** start of RECORDS SUPPLIED **
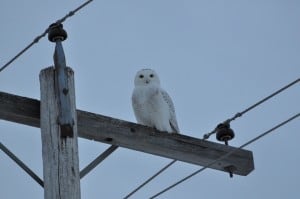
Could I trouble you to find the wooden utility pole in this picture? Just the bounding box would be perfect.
[40,24,80,199]
[0,92,254,176]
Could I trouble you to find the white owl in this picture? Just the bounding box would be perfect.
[132,69,179,133]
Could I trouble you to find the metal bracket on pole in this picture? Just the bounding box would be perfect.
[48,23,74,137]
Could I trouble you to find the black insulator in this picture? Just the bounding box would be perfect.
[48,23,68,42]
[216,123,234,143]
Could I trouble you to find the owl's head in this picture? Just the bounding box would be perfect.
[134,69,160,86]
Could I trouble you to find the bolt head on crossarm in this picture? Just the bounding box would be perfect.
[48,23,68,42]
[216,123,234,143]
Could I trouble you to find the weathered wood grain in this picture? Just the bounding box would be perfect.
[0,92,254,175]
[40,67,80,199]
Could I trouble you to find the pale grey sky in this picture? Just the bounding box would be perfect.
[0,0,300,199]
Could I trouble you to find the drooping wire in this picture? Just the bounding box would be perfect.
[123,160,177,199]
[203,78,300,140]
[0,0,93,73]
[0,142,44,187]
[150,113,300,199]
[124,78,300,199]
** end of RECORDS SUPPLIED **
• **WORK INSTRUCTIONS**
Substitute "ask" for every "trouble" in the items above and keep everything else the same. Omit the pictures from your answer.

• **CORRECT RESPONSE**
Could I ask you to find the wooden utility pole in this picture? Just the bounding box would be perfect.
[40,24,80,199]
[0,92,254,176]
Could I ask you to find the white owl in this picture? Just the bounding box would be perfect.
[132,69,179,133]
Could I ask you to find the metal bracket on pole in this picture? Just the bounding box would be perfect.
[48,23,74,137]
Could I ask you to find the black insulator in this picture? Just the bounding box would be perfect.
[48,23,68,42]
[216,123,234,143]
Could I ask you to find the owl's head in this picture? Just the bounding box would be perfect.
[134,69,160,86]
Could I ask you to find the bolt head on crossarm in this picture? Just the bounding box would be perfect.
[48,23,68,42]
[216,123,234,143]
Could I ask you to find the weathered wood grain in this picture? Just the bounding box would be perfect.
[0,92,254,175]
[40,67,80,199]
Could I ask you to find the pale grey sky in this picture? Just the bounding box would be perfect.
[0,0,300,199]
Could I ask you to find the drooping wire in this picture? Just the bounding box would be perfect.
[123,160,177,199]
[203,78,300,140]
[0,0,93,73]
[0,142,44,187]
[150,113,300,199]
[124,78,300,199]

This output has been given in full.